>> start Stored records
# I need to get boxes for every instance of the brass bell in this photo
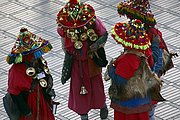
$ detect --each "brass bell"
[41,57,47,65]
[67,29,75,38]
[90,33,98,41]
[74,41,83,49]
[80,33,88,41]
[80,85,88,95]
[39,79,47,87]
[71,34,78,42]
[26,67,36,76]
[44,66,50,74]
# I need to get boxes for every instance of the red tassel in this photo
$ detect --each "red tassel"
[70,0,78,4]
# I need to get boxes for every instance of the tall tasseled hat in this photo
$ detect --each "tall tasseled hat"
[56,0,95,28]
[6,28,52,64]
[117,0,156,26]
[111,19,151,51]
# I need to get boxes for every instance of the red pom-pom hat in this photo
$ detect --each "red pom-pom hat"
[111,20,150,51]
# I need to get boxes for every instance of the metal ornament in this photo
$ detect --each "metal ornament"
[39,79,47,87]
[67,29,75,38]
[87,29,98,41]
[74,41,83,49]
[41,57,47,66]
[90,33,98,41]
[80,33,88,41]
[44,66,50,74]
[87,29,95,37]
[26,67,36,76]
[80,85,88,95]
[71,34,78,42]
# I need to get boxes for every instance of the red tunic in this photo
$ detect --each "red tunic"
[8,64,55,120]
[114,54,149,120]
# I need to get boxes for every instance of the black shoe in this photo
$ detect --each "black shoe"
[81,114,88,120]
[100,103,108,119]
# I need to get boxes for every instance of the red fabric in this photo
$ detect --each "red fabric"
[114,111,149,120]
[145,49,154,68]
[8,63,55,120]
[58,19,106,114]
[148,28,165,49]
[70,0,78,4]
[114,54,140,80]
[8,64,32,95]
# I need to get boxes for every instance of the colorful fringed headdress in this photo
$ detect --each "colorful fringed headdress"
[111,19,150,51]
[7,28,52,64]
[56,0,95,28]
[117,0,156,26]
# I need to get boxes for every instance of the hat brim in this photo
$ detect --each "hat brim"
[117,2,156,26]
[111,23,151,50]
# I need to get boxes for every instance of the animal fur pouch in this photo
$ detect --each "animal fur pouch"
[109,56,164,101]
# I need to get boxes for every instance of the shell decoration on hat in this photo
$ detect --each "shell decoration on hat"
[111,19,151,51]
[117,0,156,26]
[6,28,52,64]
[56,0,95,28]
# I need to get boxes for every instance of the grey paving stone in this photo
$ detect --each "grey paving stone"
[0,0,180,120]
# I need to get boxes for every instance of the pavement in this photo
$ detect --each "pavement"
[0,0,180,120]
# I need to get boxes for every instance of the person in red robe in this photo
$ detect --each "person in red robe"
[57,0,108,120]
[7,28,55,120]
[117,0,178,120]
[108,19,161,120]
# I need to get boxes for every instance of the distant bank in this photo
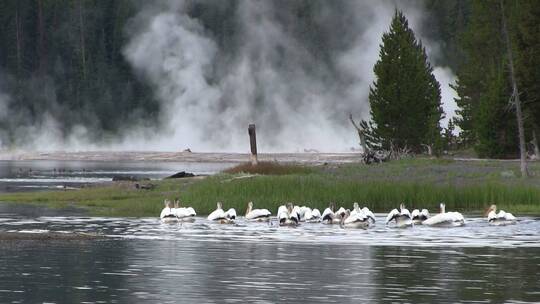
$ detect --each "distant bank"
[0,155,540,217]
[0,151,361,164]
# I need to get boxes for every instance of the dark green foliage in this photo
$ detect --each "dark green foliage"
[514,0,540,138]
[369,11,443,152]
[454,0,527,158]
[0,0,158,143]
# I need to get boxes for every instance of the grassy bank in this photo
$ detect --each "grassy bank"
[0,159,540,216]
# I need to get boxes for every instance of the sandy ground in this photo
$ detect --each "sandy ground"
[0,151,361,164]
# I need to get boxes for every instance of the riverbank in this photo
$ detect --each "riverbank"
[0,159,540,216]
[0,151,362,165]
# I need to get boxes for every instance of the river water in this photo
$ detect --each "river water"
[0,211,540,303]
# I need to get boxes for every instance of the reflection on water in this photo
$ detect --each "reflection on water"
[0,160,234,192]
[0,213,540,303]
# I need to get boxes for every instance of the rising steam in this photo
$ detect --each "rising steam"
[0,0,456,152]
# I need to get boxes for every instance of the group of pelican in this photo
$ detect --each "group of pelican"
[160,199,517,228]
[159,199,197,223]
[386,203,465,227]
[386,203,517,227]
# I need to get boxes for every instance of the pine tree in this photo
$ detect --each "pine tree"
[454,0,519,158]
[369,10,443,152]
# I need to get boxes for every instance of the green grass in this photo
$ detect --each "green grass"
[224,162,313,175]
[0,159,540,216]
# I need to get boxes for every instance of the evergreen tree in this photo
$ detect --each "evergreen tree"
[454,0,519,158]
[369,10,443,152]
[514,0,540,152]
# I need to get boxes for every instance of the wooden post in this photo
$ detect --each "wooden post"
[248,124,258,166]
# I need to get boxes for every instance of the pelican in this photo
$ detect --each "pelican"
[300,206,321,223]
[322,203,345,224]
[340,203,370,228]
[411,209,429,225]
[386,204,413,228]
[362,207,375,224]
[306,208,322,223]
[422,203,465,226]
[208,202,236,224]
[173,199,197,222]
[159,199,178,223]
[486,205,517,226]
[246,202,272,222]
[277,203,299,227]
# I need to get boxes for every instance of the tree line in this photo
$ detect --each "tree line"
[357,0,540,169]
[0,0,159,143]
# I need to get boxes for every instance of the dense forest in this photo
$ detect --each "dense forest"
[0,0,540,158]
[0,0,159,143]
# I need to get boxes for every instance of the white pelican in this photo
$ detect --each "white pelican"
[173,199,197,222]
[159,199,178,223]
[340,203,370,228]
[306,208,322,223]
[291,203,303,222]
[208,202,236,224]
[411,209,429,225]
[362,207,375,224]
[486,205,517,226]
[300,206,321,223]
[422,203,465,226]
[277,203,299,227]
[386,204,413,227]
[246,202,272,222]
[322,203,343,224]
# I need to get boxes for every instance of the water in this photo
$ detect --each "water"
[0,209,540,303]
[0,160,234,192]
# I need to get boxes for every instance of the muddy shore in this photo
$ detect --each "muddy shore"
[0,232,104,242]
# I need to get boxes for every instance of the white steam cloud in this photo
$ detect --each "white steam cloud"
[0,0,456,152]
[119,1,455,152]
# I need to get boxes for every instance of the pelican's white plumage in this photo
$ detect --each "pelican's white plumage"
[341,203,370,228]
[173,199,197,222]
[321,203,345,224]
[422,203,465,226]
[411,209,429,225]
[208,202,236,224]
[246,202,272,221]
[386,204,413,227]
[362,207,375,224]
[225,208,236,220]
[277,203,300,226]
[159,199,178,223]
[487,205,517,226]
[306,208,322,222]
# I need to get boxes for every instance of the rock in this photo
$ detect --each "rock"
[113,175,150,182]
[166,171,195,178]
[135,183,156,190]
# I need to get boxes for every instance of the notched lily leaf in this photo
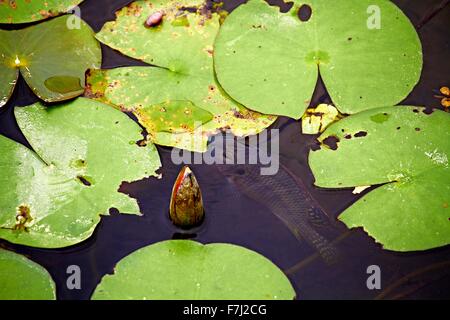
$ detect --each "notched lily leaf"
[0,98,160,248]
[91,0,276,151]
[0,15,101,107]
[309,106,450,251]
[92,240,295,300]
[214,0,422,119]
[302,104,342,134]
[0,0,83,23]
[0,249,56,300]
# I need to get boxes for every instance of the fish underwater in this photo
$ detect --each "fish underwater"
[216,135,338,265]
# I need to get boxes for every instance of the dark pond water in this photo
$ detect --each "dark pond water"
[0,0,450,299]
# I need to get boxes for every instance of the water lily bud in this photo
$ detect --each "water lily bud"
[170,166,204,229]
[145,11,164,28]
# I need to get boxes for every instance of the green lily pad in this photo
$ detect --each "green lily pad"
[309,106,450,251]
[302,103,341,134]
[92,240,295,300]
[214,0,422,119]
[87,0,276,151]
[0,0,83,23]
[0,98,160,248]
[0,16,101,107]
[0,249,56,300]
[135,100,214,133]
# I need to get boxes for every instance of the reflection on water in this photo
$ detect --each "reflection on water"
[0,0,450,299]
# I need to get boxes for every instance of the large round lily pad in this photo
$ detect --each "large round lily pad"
>> end Stored records
- _Exercise objective_
Please write out the material above again, substituting "image" for every "photo" and keeping everything else the same. Leave the pictures out of your answer.

- _Expected output_
# I need to get boxes for every instance of the brass bell in this image
$ detect --each "brass bell"
[41,57,47,65]
[67,29,75,38]
[90,33,98,41]
[74,41,83,49]
[80,33,88,41]
[80,85,88,95]
[39,79,47,87]
[71,34,78,42]
[26,67,36,76]
[44,66,50,74]
# I need to get boxes for every instance of the red tassel in this image
$ detect --each "red tassel"
[70,0,78,4]
# I need to get boxes for every instance of the tall tasseled hat in this image
$ detect --each "tall tasseled hat"
[56,0,95,28]
[6,28,52,64]
[117,0,156,26]
[111,19,151,51]
# I need to get boxes for every instance of the red pom-pom hat in this image
$ detect --each "red pom-pom hat"
[111,20,150,51]
# I need to get boxes for every instance of the metal ornament in this image
$ detect --each "metal ornament"
[39,79,47,87]
[67,29,75,38]
[87,29,98,41]
[74,41,83,49]
[41,57,47,66]
[90,33,98,41]
[80,33,88,41]
[44,66,50,74]
[87,29,95,37]
[26,67,36,76]
[80,85,88,95]
[71,34,78,42]
# I need to get boxes for every instance of the red tunic in this image
$ detect --each "red tunic"
[8,64,55,120]
[114,54,149,120]
# I need to get boxes for every instance of the black shoe in this image
$ detect --each "black shoe"
[81,114,88,120]
[100,103,108,119]
# I need to get boxes for every instance of the red fabric in this image
$ detect --each "red fabric"
[114,111,149,120]
[145,49,154,68]
[8,63,55,120]
[58,19,106,114]
[148,28,165,49]
[70,0,78,4]
[114,54,140,80]
[8,64,32,95]
# I need to get boxes for every instance of the colorful fringed headdress in this image
$ detect --each "colorful fringed headdress"
[111,19,150,51]
[7,28,52,64]
[56,0,95,28]
[117,0,156,26]
# I need to get boxes for every instance of the hat brim in this image
$ detect --each "hat brim"
[117,2,156,26]
[111,23,151,50]
# I need to get boxes for every instance of the animal fur pouch in this image
$ detect --each "animal fur pouch"
[109,56,164,101]
# I need to get boxes for every instance of the shell decoration on hat in this image
$ detect --each "shell decoration on hat"
[111,19,151,51]
[117,0,156,26]
[6,28,52,64]
[56,0,95,28]
# I need to get boxes for every instance of the grey paving stone in this image
$ detect --each "grey paving stone"
[0,0,180,120]
# I need to get boxes for every instance of the pavement in this image
$ detect --each "pavement"
[0,0,180,120]
# I need to get boxes for every instance of the person in red robe in this image
$ detect --each "person in red robe"
[57,0,108,120]
[7,28,55,120]
[117,0,178,120]
[108,19,161,120]
# I need to get boxes for every instance of the distant bank in this image
$ detect --each "distant bank"
[0,155,540,217]
[0,151,361,164]
# I need to get boxes for every instance of the dark green foliage in this image
$ detect --each "dark green foliage"
[514,0,540,138]
[369,11,443,152]
[454,0,527,158]
[0,0,158,143]
# I need to get boxes for every instance of the grassy bank in this image
$ detect --each "grassy bank"
[0,159,540,216]
# I need to get boxes for every instance of the sandy ground in this image
$ detect --each "sandy ground"
[0,151,361,164]
# I need to get boxes for every instance of the riverbank in this image
$ detect --each "riverbank"
[0,159,540,216]
[0,151,362,165]
# I need to get boxes for every instance of the river water in this image
$ detect --each "river water"
[0,211,540,303]
# I need to get boxes for every instance of the reflection on water in this image
$ detect --each "reflection on water"
[0,160,234,192]
[0,213,540,303]
# I need to get boxes for every instance of the rising steam in this image
$ detect --each "rising steam"
[0,0,456,152]
# I need to get boxes for every instance of the group of pelican in this image
$ detect --each "group of pelican"
[160,199,517,228]
[159,199,197,223]
[386,203,465,227]
[386,203,517,227]
# I need to get boxes for every instance of the pine tree in this image
$ detect --each "pine tree"
[454,0,519,158]
[369,10,443,152]
# I need to get boxes for every instance of the green grass in this image
$ detect --each "green grass"
[224,162,313,175]
[0,159,540,216]
# I need to get boxes for every instance of the evergreen tree in this image
$ detect --each "evergreen tree"
[454,0,519,158]
[369,10,443,152]
[514,0,540,152]
# I need to get boxes for every instance of the wooden post in this image
$ detect --each "wooden post"
[248,124,258,166]
# I need to get boxes for every instance of the pelican in this image
$ detect --each "pelican"
[300,206,321,223]
[322,203,345,224]
[340,203,370,228]
[411,209,429,225]
[386,204,413,228]
[362,207,375,224]
[306,208,322,223]
[422,203,465,226]
[208,202,236,224]
[173,199,197,222]
[159,199,178,223]
[486,205,517,226]
[246,202,272,222]
[277,203,299,227]
# I need to get boxes for every instance of the tree line in this image
$ detect --each "tree line"
[357,0,540,169]
[0,0,159,143]
# I need to get boxes for every instance of the dense forest in this image
$ detect --each "dense forest"
[0,0,540,158]
[0,0,159,143]
# I need to get boxes for every instance of the white pelican in this image
$ detect --each "white pelican"
[173,199,197,222]
[159,199,178,223]
[340,203,370,228]
[306,208,322,223]
[291,203,303,222]
[208,202,236,224]
[411,209,429,225]
[362,207,375,224]
[486,205,517,226]
[300,206,321,223]
[422,203,465,226]
[277,203,299,227]
[386,204,413,227]
[246,202,272,222]
[322,203,343,224]
# I need to get boxes for every instance of the water in this image
$ detect --each "water"
[0,209,540,303]
[0,160,234,192]
# I need to get boxes for every instance of the muddy shore in this image
$ detect --each "muddy shore"
[0,232,104,242]
# I need to get boxes for every instance of the white steam cloud in this image
$ detect --each "white steam cloud"
[0,0,456,152]
[119,1,455,152]
# I need to get boxes for every instance of the pelican's white plumage in this image
$ detect --each "pelican's white plumage"
[341,203,370,228]
[173,199,197,222]
[321,203,345,224]
[422,203,465,226]
[411,209,429,225]
[208,202,236,224]
[246,202,272,221]
[386,204,413,227]
[362,207,375,224]
[225,208,236,220]
[277,203,300,226]
[159,199,178,223]
[487,205,517,226]
[306,208,322,222]
# I need to get boxes for every instance of the rock in this image
$ detect --each "rock"
[113,175,150,182]
[166,171,195,178]
[135,183,156,190]
# I need to get boxes for every instance of the notched lily leaf in this image
$ detect --each "notched lily leaf"
[0,98,160,248]
[91,0,276,151]
[0,15,101,107]
[309,106,450,251]
[92,240,295,300]
[214,0,422,119]
[302,104,342,134]
[0,0,83,23]
[0,249,56,300]
# I need to get boxes for every instance of the fish underwater in this image
$ detect --each "fish underwater"
[216,135,338,265]
# I need to get boxes for every instance of the dark pond water in this image
$ detect --each "dark pond water"
[0,0,450,299]
# I need to get boxes for every instance of the water lily bud in this image
$ detect --each "water lily bud"
[170,166,204,229]
[145,11,164,28]
# I need to get boxes for every instance of the green lily pad in this image
$ detect --each "green lily pad"
[309,106,450,251]
[302,103,341,134]
[92,240,295,300]
[214,0,422,119]
[87,0,276,151]
[0,0,83,23]
[0,98,160,248]
[0,16,101,107]
[0,249,56,300]
[135,100,214,133]
# I need to get boxes for every instance of the reflection on water in this image
$ detect --each "reflection on water"
[0,0,450,299]
# I need to get boxes for every instance of the large round lily pad in this image
$ detect --each "large round lily pad"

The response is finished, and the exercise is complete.